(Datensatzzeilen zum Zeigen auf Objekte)
-.-.-
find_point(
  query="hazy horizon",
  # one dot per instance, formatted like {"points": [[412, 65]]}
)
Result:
-.-.-
Aktualisiere die Auflistung, indem du „dot“ durch „point“ ersetzt und alles Übrige unverändert lässt.

> **Ergebnis der Aufgabe**:
find_point(
  query="hazy horizon",
  # one point per instance, formatted like {"points": [[412, 65]]}
)
Result:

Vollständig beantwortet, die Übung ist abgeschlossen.